------ Fragmento de página
Nadeyda Mandelstam no era ciertamente la única que lo hacía en aquella «época anterior a Gutenberg», para decirlo con palabras de Ajmatova. No obstante, el hecho de repetir noche y día las palabras de su esposo difunto no sólo estaba indudablemente relacionado con la circunstancia de entenderlas cada vez más, sino con la de resucitar la voz de él, aquellas entonaciones que sólo eran peculiares de él, junto con la sensación, por efímera que fuese, de su presencia y con la comprobación de que él mantenía su participación en aquel acuerdo de «para lo mejor y para lo peor» y, de manera especial, de su segundo término. Lo mismo ocurrió con los poemas de la amiga físicamente ausente, Ajmatova, puesto que, una vez en marcha, aquel mecanismo de la memorización ya no conoció freno. E igual sucedió con otros autores, otras ideas, otros principios éticos…, todo cuanto no podía sobrevivir de otra manera.

Aquellas cosas fueron creciendo gradualmente dentro de ella. Si hay un sustituto del amor, se llama memoria. Recordar de memoria es, pues, restablecer la intimidad. Gradualmente, los versos de aquellos poetas se convirtieron en su mentalidad, en su identidad. No sólo le aportaron el plano visual o ángulo de visión sino que -lo cual es más importante- se convirtieron en su norma lingüística. Así que, cuando se puso a escribir sus libros, estaba en condiciones de evaluar las oraciones que escribía-en aquel tiempo de una manera inconsciente, instintiva- por comparación con las de ellos. La claridad y ausencia de remordimiento de sus páginas, al mismo tiempo que reflejan su actitud mental, son también consecuencias estilísticas inevitables de la poesía que había conformado aquella mente. Tanto en su estilo como en su contenido, sus libros no son sino una postdata de la versión suprema del lenguaje que es esencialmente la poesía y que pasó a convertirse en su propia carne al aprender de memoria los versos de su marido.

Tomando en préstamo una frase de W. H. Auden, la gran poesía la «hirió» en prosa. Y realmente fue así, puesto que el patrimonio de aquellos dos poetas únicamente podía ser desarrollado o elaborado a través de la prosa. En poesía sólo podían ser seguidos por los epígonos, como ocurrió realmente. Dicho en otras palabras, la prosa de Nadeyda Mandelstam era el único medio disponible que tenía la lengua para evitar el estancamiento. De la misma manera, era el único medio disponible para la psique creada por el uso que hacían del lenguaje aquellos poetas. Así pues, sus libros no fueron tanto memorias y guías para las vidas de dos grandes poetas, por muy exquisitamente que llevaran a cabo esta función, sino que sirvieron para establecer la conciencia de la nación. Para que así, por lo menos, tuvieran un modelo.
------------
Consignas de trabajo:
1. En el fragmento sobre Nadeyda Mandelstam, ¿qué nombre recibe el sustituto del amor, si lo hay?
2. Retoma el fragmento sobre Nadeyda Mandelstam y prosíguelo a partir de su última oración.
------ Entradas extraídas
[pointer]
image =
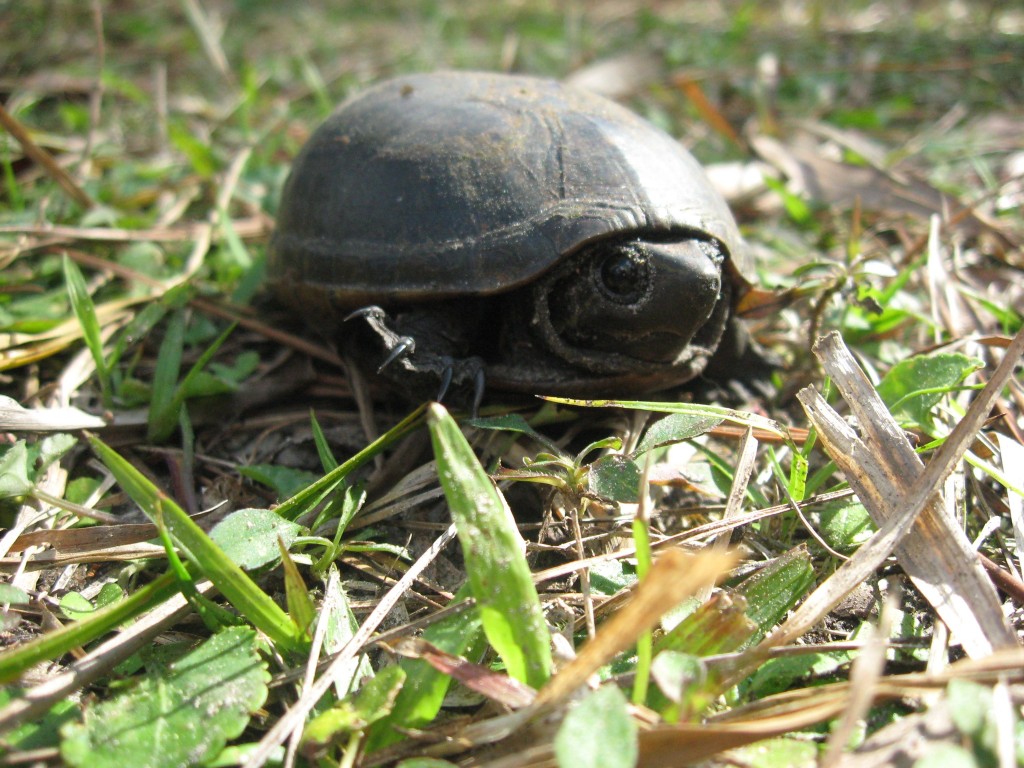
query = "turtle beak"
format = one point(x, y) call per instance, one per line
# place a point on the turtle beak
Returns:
point(686, 287)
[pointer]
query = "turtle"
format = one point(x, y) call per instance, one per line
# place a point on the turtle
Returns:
point(462, 227)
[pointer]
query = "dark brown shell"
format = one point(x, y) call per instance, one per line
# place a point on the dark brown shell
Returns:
point(451, 183)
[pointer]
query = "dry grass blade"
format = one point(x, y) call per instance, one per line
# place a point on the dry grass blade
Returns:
point(296, 715)
point(673, 578)
point(15, 418)
point(39, 155)
point(882, 467)
point(98, 660)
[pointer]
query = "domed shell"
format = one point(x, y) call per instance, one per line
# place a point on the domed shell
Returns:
point(451, 183)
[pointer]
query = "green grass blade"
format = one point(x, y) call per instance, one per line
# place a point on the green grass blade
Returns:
point(52, 645)
point(499, 574)
point(85, 310)
point(240, 590)
point(163, 418)
point(293, 507)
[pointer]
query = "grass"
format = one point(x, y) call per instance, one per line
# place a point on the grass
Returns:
point(769, 581)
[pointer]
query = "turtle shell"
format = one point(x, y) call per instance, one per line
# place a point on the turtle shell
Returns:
point(437, 185)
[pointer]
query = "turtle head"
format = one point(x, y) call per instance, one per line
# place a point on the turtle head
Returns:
point(624, 302)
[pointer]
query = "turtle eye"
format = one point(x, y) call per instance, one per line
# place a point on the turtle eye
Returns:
point(623, 275)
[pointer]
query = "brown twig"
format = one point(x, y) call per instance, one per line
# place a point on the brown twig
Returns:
point(13, 126)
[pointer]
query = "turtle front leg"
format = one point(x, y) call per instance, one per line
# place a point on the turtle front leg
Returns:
point(422, 364)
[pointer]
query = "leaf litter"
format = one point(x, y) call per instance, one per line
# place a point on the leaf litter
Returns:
point(892, 221)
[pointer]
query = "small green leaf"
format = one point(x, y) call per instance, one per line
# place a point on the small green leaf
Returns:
point(844, 523)
point(494, 552)
point(40, 732)
point(181, 717)
point(357, 711)
point(300, 604)
point(614, 477)
point(85, 310)
point(425, 687)
point(11, 595)
point(781, 753)
point(286, 481)
point(14, 471)
point(250, 537)
point(912, 387)
point(598, 732)
point(675, 673)
point(772, 591)
point(76, 607)
point(240, 590)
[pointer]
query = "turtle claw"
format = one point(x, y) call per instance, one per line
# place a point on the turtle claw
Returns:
point(478, 385)
point(403, 345)
point(371, 310)
point(446, 375)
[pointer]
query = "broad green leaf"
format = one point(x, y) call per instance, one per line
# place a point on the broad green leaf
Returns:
point(676, 428)
point(718, 626)
point(912, 387)
point(425, 687)
point(494, 552)
point(41, 732)
point(250, 537)
point(178, 718)
point(777, 675)
point(14, 471)
point(598, 732)
point(341, 627)
point(772, 591)
point(844, 523)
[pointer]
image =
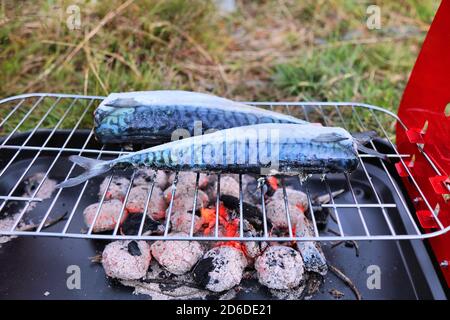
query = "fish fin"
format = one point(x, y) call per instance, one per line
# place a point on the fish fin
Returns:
point(364, 137)
point(93, 168)
point(371, 151)
point(329, 137)
point(123, 103)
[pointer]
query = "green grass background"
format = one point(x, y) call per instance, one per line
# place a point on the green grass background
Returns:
point(280, 50)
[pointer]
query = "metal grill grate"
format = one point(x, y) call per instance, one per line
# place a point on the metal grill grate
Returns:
point(51, 112)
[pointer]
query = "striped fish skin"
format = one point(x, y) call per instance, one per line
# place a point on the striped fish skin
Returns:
point(277, 148)
point(153, 116)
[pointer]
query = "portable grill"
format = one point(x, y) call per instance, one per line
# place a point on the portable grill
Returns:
point(404, 198)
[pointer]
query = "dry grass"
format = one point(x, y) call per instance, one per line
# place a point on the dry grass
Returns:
point(266, 50)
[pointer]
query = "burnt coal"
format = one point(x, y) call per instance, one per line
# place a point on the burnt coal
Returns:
point(133, 249)
point(133, 222)
point(250, 212)
point(202, 270)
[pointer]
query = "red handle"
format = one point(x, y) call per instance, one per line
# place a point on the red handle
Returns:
point(423, 111)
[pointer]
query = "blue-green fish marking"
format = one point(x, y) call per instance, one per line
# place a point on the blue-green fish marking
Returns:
point(260, 149)
point(153, 116)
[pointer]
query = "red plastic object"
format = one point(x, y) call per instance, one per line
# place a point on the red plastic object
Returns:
point(425, 99)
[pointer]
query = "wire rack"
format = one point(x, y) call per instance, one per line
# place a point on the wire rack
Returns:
point(27, 115)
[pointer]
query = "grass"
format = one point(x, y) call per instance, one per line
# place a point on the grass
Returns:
point(266, 50)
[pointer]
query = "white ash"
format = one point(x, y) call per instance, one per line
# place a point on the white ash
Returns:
point(221, 268)
point(108, 216)
point(251, 193)
point(145, 176)
point(137, 199)
point(253, 249)
point(295, 197)
point(117, 189)
point(178, 257)
point(189, 178)
point(159, 284)
point(280, 267)
point(126, 260)
point(184, 198)
point(276, 213)
point(228, 186)
point(181, 222)
point(31, 183)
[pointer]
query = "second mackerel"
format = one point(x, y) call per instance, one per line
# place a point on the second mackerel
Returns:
point(266, 149)
point(150, 117)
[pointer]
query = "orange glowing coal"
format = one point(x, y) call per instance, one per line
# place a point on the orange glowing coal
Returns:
point(273, 182)
point(208, 217)
point(231, 226)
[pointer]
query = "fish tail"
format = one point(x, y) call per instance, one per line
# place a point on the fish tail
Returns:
point(93, 168)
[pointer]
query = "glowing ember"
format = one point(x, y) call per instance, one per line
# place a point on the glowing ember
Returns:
point(208, 217)
point(273, 182)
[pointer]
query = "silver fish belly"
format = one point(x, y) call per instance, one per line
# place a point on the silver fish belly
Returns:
point(261, 149)
point(156, 116)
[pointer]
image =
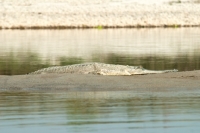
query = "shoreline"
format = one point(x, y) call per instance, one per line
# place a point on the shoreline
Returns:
point(180, 84)
point(58, 15)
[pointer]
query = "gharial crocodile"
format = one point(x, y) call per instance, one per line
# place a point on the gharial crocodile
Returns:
point(99, 68)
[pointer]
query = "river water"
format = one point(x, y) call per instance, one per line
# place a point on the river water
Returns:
point(24, 51)
point(34, 112)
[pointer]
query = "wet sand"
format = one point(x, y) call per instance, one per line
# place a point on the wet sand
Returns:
point(169, 84)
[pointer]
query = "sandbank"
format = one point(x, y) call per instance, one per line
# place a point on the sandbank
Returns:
point(51, 14)
point(155, 85)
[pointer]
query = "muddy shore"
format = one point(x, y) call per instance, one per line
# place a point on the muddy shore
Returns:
point(169, 84)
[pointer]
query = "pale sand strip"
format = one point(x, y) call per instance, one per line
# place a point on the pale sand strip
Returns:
point(99, 13)
point(181, 84)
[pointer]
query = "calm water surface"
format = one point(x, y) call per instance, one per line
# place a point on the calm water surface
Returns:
point(32, 112)
point(24, 51)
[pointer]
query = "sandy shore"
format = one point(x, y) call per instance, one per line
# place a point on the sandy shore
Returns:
point(99, 14)
point(169, 84)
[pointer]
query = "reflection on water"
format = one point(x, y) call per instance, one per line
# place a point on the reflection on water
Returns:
point(57, 112)
point(24, 51)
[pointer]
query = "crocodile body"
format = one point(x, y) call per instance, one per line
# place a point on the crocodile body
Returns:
point(100, 68)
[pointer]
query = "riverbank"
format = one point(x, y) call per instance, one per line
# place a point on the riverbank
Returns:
point(99, 14)
point(169, 84)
------------
Ejercicios resueltos:
1. Se llama memoria.

2.
No ha de sorprendernos, pues, que su postura se resolviera en una acusación del sistema. Esos dos volúmenes de la señora Mandelstam equivalen, de hecho, a un Día del Juicio sobre la tierra para la época y para su literatura, un juicio administrado de una manera perfectamente correcta, puesto que esta época fue la que emprendió la construcción del paraíso terrenal. Y todavía ha de sorprendernos menos que esas memorias, y de manera especial el segundo volumen de las mismas, no fueran del gusto de ninguno de los bandos situados a ambos lados de la muralla del Kremlin. Debo decir que las autoridades se mostraron más honradas en su reacción que la intelectualidad: se limitaron a catalogar la posesión de esos libros como una ofensa punible por la ley. En cuanto a la intelectualidad, y de manera especial la de Moscú, sufrió una auténtica conmoción como resultado de las acusaciones de Nadeyda Mandelstam contra muchos de sus ilustres y no tan ilustres miembros, a los que echó en cara una casi complicidad con el régimen, como resultado de lo cual la oleada humana que antes invadía su cocina disminuyó considerablemente.

Hubo cartas abiertas y semiabiertas, indignadas resoluciones de no estrechar la mano, amistades y matrimonios que se rompieron a la hora de dilucidar si tenía o no razón al considerar a ésta o a aquella persona un informador. Un destacado disidente decía, mientras se acariciaba la barba: «ha presidido toda nuestra generación», en tanto que otros corrían a sus dachas, se encerraban en ellas y se ponían a mecanografiar las contramemorias. Esto era ya a principios de los años setenta y unos seis años más tarde estas mismas personas quedarían igualmente divididas frente a la actitud de Soljenitsin en relación con los judíos.

Hay algo en la conciencia de los literatos que no puede soportar el concepto de la autoridad moral de alguien. Se someten ante la existencia de un Primer Secretario del Partido o de un Führer como ante un mal necesario, pero se lanzarían ávidamente a poner en tela de juicio a un profeta. Y presumiblemente es así, porque decirle a uno que es un esclavo es menos desalentador que si le dicen que, desde el punto de vista moral, es un cero. Después de todo, no hay por qué pegarle un puntapié al perro caído, pese a que el profeta da un puntapié al perro caído no para acabar con él sino para que le siga sus pasos. La resistencia a esos puntapiés, el poner en entredicho las afirmaciones y acusaciones de un escritor, no proviene de un ansia de verdad sino de la presunción intelectual de esclavitud. Peor aún para los literatos cuando la autoridad no sólo es moral sino también cultural, como lo fue en el caso de Nadeyda Mandelstam.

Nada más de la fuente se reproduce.